Object outline annotations
++++++++++++++++++++

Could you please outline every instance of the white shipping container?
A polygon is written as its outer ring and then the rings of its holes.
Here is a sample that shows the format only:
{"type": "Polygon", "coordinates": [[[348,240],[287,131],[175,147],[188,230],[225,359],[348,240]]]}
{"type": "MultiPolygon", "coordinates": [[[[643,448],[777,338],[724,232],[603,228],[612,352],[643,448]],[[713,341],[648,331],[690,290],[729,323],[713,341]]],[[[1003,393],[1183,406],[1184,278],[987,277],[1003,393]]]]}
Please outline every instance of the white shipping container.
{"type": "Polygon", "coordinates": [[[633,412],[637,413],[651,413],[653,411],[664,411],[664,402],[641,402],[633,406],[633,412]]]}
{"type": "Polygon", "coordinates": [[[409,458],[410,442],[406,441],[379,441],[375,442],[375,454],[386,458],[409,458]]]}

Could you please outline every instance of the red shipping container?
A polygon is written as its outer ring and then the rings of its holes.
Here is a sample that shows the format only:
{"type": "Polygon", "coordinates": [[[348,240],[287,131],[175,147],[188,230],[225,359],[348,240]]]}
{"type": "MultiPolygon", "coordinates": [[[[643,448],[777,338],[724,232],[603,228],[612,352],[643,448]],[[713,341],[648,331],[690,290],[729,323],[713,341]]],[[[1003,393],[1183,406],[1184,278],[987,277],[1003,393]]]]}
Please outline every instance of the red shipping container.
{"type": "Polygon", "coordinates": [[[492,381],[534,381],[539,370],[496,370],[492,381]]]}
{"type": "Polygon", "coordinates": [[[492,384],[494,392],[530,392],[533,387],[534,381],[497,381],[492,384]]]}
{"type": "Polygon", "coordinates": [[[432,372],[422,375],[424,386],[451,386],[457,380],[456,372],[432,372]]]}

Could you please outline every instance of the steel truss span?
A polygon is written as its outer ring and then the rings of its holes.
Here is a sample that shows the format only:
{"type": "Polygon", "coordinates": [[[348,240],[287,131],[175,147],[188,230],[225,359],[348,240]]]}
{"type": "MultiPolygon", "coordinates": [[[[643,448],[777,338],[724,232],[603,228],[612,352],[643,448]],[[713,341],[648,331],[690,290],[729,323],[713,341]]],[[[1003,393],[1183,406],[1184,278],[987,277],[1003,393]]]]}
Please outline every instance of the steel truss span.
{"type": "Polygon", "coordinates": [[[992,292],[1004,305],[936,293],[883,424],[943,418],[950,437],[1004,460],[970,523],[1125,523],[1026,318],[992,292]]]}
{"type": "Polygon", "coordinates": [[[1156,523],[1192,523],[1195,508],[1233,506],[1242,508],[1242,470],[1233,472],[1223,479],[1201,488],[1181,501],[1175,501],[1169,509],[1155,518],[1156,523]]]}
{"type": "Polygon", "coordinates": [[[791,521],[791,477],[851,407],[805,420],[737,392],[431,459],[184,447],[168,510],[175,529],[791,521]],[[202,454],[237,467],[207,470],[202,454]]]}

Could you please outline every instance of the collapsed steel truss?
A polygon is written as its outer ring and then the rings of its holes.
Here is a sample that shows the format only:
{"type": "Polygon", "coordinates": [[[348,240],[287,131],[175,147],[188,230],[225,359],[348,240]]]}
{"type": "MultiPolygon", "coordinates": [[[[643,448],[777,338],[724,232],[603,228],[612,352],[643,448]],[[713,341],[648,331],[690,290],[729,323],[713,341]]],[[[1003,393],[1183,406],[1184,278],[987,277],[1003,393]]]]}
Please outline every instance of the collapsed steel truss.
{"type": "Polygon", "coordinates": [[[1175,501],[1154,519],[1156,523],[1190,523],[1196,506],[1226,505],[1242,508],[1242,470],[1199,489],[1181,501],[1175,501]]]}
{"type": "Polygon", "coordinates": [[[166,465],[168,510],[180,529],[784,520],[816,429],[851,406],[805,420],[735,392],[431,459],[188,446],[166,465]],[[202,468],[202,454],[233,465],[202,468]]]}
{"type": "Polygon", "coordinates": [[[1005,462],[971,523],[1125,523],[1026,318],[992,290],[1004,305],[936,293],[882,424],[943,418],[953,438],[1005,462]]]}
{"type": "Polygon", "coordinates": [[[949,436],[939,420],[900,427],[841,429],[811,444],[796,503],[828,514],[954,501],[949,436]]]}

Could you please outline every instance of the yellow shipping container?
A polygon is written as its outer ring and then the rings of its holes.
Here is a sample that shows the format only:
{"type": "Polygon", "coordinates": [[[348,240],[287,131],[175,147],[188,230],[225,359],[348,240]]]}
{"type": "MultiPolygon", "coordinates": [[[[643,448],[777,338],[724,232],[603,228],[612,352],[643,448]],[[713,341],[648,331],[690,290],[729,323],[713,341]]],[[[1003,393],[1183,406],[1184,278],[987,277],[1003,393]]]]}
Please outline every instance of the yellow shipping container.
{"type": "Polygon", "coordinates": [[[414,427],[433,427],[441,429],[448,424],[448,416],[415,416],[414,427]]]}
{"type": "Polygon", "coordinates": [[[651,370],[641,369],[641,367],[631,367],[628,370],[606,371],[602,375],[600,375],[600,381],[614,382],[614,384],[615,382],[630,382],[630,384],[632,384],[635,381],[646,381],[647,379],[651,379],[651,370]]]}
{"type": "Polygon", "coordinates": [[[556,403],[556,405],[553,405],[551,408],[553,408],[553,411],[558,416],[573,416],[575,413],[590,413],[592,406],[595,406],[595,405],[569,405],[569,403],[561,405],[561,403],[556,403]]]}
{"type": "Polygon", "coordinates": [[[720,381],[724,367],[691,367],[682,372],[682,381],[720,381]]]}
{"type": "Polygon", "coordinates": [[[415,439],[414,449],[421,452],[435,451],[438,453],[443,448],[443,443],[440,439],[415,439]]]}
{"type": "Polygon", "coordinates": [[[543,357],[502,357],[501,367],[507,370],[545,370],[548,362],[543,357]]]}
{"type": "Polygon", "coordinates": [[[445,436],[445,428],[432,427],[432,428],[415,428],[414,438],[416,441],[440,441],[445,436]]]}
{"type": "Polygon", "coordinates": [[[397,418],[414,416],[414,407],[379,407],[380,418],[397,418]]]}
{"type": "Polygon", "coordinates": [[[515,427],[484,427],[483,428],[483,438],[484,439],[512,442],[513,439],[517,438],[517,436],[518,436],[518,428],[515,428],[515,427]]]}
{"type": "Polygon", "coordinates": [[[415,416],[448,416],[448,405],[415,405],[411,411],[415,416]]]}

++++++++++++++++++++

Extract each line of the data above that contains the string "collapsed".

Could you please outline every instance of the collapsed steel truss?
Please outline every instance of the collapsed steel truss.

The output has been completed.